**Prompt:**
The entries below should be quoted exactly, with no pictures carried over.

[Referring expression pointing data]
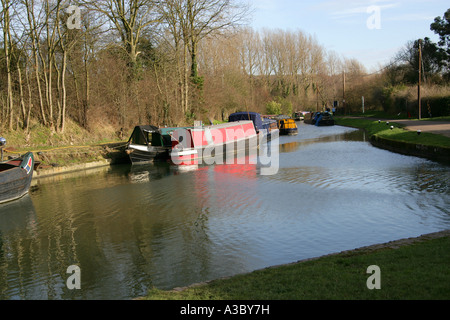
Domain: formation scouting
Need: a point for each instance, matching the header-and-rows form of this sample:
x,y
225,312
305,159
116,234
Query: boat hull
x,y
144,155
15,178
213,144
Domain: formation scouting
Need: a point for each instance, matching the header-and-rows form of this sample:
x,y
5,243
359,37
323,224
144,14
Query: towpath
x,y
437,127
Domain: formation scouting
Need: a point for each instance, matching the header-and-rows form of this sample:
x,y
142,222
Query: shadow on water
x,y
130,228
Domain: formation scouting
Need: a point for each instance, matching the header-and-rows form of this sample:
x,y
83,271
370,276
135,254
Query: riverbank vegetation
x,y
414,270
383,130
74,68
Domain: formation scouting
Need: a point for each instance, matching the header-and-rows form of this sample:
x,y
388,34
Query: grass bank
x,y
73,147
410,269
383,130
394,137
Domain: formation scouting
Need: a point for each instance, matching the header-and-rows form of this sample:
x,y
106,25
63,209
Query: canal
x,y
130,229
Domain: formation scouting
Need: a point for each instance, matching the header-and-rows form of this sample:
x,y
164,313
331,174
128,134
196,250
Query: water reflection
x,y
131,228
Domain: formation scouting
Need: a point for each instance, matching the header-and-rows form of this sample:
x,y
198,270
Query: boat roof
x,y
247,115
147,128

**Task result:**
Domain: formation scouting
Need: a point for each instance, matching the header-and-rows form of this sample:
x,y
225,312
305,159
116,234
Query: boat hull
x,y
144,155
15,178
213,144
Domain: formation scouting
Need: a point for each instance, matching the header-and-rows form of this sample:
x,y
5,243
359,37
323,224
144,14
Query: towpath
x,y
437,127
Domain: formation scouting
Need: a point for each instance, matching the header-and-rows form of this sample:
x,y
142,222
Query: shadow on water
x,y
130,228
Domain: formation scouting
Need: a point for each instance, matching the header-and-rows form of this sample:
x,y
83,271
370,276
135,254
Query: riverbank vegetation
x,y
414,270
383,130
74,68
Domain: formation scouting
Need: a point for each instance, matching the header-and-rows form of this sample:
x,y
388,34
Query: grass bank
x,y
73,147
410,269
383,130
394,137
Domain: formation scouting
Need: a point for each instance, matching the header-and-rows form of this sample:
x,y
106,25
63,209
Query: canal
x,y
130,229
Domain: formation scouting
Need: a point for each instance, matching the header-and-rows form of this sample:
x,y
164,313
331,174
128,134
196,250
Query: water reflection
x,y
131,228
Domain: formation scouting
Need: a point for each instance, matching the header-and-rows form of this sample:
x,y
198,270
Query: boat roof
x,y
247,115
147,128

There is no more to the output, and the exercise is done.